In the account of the Tacoma service, why couldn't the speaker pray a long prayer over each person at the altar call?

● **Provided text**
· · · · · · ·
What you see here is different operations of the gifts of the Spirit — the grace of God in contrast to the mercy of God. The ability comes from God, but sometimes we’ll move through grace with faith and other times it is purely His mercy.
I had a scenario some years ago when in Tacoma, Washington. I was ministering to a large group from a number of congregations. They knew about gifts, but they never operated in the gifts of the Spirit. They had not been around someone like me before. So, I taught on faith. At the end of the service, I gave an altar call and probably five or six hundred people were at the service. When you have that many people to pray for, you can’t pray a long prayer over each one. I’m going down the line and the power of God was so strong people were just falling over. I caught sight of one lady out of my peripheral vision. She was just hobbling forward ever so slow, coming with a walker. I lost sight of her and she just kind of mingled into the crowd.
· · · · · · ·
● **Dataset section**
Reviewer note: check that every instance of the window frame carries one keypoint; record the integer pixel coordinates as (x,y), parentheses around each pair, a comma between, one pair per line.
· · · · · · ·
● **The answer**
Probably five or six hundred people were at the service. With that many people to pray for, the speaker says you can't pray a long prayer over each one.